*What is being asked*. Check which lines in the records hold "write" and report how many there are, with no other text.

Entries taken from a collection
++++++++

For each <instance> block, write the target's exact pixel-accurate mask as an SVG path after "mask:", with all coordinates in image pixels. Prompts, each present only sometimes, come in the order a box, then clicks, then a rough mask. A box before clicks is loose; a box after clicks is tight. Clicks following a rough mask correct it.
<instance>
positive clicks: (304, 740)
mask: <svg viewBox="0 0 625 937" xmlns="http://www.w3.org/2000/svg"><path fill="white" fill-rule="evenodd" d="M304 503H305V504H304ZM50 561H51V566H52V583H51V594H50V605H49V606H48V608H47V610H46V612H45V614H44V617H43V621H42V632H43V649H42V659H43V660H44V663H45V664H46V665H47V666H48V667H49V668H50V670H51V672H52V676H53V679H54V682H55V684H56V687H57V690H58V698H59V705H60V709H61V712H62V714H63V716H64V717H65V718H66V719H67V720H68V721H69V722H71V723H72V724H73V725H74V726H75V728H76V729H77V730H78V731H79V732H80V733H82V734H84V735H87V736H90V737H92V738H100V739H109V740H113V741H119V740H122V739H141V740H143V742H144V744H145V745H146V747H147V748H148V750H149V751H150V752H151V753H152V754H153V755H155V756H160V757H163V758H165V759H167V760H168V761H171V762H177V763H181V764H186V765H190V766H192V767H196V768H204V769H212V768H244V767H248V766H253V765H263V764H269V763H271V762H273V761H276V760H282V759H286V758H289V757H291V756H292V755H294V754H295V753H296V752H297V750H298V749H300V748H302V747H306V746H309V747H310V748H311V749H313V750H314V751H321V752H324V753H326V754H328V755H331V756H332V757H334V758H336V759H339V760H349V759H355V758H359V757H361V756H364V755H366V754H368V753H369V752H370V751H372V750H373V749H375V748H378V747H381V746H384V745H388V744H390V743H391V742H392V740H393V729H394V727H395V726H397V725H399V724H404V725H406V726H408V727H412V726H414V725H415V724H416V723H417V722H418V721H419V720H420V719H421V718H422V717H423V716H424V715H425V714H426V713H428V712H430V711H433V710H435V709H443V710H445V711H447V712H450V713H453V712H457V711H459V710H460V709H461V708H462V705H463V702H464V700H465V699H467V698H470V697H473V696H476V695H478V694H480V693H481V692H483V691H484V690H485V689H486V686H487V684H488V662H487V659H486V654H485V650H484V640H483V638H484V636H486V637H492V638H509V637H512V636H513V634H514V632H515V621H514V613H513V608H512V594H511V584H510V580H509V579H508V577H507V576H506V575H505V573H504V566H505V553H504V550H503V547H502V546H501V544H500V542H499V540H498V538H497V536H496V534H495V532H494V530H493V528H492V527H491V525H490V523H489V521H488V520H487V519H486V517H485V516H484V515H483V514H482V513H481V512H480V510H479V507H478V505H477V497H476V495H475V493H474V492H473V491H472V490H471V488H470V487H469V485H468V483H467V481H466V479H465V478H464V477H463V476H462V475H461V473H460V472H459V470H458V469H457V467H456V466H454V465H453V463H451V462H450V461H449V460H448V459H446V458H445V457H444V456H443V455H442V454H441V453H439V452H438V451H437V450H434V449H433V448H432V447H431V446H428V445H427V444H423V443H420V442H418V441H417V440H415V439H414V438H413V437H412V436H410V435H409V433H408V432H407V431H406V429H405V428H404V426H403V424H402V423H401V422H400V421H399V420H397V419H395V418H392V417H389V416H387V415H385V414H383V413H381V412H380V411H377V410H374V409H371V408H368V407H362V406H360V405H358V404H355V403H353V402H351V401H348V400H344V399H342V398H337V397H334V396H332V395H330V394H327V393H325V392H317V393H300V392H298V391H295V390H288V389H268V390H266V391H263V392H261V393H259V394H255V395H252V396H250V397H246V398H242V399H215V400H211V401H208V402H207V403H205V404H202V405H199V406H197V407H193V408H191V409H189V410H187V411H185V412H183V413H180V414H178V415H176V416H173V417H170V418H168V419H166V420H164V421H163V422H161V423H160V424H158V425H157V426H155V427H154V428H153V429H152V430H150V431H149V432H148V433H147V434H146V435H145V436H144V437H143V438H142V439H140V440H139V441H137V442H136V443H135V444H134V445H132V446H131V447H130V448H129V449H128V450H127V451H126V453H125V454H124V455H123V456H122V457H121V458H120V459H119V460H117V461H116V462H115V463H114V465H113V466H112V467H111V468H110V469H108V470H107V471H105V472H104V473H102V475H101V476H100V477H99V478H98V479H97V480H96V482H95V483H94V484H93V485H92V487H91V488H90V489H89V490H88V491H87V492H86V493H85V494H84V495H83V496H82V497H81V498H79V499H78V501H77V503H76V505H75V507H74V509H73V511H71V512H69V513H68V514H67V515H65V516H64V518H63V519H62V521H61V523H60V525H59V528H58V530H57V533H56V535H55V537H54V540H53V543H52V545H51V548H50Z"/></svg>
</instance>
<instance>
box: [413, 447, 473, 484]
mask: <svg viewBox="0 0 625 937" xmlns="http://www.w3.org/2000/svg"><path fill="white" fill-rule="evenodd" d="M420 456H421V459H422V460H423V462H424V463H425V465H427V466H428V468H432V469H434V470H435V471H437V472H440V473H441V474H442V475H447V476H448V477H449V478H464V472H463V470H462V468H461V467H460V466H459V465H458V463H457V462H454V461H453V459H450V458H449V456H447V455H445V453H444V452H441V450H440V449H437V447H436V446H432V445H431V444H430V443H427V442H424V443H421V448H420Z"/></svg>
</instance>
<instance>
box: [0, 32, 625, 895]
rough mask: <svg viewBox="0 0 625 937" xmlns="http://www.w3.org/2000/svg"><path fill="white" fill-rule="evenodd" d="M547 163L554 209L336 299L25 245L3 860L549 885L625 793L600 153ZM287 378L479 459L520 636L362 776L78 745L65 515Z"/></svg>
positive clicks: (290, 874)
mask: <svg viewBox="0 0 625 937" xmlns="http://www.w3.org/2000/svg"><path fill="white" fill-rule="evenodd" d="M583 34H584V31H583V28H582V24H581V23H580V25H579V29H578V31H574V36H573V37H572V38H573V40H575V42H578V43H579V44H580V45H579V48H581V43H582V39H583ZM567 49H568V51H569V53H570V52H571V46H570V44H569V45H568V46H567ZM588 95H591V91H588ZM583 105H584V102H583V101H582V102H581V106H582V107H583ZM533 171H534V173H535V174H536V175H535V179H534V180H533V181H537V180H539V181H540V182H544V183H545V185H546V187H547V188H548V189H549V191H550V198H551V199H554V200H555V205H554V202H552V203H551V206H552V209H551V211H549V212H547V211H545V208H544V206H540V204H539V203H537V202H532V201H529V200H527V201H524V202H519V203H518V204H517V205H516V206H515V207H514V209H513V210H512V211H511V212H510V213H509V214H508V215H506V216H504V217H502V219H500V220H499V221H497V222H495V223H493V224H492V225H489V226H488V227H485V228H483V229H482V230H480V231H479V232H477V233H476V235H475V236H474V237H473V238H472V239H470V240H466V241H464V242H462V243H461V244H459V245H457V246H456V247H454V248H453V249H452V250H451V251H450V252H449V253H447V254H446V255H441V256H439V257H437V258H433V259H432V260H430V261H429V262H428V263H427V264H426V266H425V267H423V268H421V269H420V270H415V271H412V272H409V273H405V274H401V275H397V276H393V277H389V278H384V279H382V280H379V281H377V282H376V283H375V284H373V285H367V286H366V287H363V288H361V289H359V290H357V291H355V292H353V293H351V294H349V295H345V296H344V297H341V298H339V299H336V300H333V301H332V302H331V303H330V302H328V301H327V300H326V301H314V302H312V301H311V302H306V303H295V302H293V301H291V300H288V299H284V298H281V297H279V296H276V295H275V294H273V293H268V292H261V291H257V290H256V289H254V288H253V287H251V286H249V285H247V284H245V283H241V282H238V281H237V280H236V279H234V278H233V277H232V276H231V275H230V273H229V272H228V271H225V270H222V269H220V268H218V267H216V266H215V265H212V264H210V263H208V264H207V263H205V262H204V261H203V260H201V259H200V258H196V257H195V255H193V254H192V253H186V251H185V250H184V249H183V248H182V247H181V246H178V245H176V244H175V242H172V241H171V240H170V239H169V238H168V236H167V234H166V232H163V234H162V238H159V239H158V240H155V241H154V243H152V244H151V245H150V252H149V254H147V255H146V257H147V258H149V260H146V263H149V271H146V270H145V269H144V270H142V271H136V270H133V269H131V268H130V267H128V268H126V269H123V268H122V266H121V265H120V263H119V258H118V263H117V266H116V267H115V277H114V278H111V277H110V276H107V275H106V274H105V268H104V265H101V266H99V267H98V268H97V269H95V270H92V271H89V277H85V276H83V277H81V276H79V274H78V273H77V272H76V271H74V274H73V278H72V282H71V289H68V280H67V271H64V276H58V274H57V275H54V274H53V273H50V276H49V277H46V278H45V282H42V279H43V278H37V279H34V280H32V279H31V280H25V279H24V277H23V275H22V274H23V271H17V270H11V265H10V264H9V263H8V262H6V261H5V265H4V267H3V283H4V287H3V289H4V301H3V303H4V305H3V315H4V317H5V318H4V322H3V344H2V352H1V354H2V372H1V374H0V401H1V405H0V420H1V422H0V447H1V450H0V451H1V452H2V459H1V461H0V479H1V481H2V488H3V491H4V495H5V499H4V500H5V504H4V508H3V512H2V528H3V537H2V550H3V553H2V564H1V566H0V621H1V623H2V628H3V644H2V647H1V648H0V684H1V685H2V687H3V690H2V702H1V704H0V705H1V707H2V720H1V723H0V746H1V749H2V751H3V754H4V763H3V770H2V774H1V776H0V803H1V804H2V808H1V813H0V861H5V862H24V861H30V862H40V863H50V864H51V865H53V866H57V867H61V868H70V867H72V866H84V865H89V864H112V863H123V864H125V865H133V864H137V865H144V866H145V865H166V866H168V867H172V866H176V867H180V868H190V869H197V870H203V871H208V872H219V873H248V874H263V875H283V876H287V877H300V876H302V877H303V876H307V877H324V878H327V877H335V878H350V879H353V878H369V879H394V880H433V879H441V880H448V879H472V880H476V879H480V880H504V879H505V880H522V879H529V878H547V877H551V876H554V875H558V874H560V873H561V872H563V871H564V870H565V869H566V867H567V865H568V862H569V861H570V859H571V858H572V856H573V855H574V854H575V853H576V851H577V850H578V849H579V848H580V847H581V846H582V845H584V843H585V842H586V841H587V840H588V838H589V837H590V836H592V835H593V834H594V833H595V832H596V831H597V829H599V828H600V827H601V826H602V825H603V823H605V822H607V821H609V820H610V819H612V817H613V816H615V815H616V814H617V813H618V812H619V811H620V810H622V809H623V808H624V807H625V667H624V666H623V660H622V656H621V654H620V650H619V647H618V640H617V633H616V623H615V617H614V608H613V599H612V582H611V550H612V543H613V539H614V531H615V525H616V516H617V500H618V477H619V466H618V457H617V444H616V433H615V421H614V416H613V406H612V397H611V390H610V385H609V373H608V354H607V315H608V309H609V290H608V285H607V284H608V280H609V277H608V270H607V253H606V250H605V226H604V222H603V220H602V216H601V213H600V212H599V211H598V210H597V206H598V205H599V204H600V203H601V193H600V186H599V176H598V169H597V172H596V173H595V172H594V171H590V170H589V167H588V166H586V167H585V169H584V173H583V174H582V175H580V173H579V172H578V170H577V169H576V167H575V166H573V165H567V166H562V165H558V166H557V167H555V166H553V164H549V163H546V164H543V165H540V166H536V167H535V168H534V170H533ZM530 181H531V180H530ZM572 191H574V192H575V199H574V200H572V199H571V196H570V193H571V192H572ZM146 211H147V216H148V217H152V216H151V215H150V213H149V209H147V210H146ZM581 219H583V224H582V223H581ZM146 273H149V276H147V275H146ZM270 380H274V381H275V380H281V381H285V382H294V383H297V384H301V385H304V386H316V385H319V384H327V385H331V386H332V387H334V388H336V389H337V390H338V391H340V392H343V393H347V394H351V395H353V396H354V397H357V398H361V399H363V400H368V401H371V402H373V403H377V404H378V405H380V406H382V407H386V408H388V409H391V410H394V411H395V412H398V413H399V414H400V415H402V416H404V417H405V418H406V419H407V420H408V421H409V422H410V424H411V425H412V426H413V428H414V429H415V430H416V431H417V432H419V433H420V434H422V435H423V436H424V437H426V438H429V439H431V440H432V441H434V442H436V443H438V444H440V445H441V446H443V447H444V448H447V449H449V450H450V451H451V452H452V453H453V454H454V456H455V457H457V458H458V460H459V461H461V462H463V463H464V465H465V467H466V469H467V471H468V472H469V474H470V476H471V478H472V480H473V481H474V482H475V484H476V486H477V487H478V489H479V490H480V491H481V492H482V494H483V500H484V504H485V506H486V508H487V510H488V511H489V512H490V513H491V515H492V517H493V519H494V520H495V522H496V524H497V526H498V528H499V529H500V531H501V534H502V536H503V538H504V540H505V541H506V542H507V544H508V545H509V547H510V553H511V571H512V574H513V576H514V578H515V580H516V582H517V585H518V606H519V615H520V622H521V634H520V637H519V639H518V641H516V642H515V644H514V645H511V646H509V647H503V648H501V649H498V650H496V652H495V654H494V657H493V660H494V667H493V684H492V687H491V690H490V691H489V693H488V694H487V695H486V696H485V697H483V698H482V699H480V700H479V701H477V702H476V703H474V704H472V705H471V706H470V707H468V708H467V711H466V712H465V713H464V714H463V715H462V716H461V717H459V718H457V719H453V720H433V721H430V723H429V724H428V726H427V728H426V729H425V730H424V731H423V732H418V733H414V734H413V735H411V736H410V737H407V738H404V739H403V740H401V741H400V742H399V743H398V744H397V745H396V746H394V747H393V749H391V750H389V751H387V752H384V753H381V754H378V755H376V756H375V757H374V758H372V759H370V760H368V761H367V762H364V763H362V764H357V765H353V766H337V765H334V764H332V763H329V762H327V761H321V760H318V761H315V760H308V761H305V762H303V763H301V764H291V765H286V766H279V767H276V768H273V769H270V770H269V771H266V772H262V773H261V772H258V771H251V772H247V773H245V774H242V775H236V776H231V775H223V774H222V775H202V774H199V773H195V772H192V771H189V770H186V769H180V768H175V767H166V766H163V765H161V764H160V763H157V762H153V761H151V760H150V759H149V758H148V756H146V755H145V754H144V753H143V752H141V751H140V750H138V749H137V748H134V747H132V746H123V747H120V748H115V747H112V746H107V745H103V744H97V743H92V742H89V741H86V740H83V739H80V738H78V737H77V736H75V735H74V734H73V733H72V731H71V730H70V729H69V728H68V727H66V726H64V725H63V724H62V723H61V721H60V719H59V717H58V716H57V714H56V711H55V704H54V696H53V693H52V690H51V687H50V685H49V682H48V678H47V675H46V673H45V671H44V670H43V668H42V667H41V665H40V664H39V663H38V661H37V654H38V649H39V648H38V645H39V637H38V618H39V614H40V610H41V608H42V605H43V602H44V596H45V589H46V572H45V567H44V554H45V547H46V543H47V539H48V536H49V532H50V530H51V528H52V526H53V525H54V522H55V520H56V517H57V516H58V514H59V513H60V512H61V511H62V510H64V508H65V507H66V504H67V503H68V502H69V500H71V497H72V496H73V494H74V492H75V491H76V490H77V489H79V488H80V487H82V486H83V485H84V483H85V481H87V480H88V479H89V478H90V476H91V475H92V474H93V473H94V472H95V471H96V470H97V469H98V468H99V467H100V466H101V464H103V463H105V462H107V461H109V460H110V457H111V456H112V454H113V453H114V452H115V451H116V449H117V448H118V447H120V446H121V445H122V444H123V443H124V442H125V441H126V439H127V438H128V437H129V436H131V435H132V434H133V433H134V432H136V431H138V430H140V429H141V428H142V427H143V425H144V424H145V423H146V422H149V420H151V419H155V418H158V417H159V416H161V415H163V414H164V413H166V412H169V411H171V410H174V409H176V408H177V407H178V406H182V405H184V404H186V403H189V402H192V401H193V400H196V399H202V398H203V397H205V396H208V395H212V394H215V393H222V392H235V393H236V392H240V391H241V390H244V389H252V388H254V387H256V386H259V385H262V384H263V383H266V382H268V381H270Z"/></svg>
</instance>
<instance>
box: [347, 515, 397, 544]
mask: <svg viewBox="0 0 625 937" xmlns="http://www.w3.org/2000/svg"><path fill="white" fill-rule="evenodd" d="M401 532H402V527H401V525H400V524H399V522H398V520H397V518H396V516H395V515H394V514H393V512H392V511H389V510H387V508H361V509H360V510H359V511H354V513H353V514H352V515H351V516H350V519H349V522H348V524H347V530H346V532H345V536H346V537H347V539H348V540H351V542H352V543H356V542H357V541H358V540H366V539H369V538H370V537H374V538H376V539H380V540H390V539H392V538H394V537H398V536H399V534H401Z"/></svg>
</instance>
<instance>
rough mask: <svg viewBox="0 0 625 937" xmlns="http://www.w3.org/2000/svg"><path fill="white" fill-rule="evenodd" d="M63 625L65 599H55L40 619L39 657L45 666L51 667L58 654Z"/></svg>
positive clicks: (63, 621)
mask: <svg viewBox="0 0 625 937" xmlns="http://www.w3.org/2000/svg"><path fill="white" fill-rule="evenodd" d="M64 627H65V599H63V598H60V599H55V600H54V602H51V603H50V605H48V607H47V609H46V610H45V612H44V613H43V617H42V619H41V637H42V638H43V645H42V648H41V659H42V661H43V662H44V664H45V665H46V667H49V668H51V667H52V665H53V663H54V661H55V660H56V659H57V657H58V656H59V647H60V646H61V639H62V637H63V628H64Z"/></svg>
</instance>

++++++++

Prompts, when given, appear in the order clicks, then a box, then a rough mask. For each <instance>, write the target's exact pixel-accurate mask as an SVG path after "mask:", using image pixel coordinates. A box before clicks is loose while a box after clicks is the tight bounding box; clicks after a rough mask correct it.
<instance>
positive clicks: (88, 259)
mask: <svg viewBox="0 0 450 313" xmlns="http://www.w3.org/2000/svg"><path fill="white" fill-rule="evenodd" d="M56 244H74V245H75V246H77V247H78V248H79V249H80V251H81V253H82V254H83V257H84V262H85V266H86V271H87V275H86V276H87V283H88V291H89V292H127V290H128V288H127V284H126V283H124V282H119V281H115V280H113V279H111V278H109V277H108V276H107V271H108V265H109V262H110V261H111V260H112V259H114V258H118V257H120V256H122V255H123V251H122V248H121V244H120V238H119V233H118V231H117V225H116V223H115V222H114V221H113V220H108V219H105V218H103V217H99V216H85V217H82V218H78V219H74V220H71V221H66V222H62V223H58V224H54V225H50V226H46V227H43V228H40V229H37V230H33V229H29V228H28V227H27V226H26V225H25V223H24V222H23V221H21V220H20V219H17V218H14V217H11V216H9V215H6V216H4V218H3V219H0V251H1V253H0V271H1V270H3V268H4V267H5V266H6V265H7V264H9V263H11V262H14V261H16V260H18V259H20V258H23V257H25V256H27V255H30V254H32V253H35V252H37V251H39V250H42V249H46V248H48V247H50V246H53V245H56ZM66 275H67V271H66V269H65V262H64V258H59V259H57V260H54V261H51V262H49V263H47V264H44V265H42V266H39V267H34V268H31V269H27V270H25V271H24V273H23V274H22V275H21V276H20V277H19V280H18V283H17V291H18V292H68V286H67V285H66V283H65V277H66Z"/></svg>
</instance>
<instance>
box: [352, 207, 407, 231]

++++++++

*Exercise answer*. 2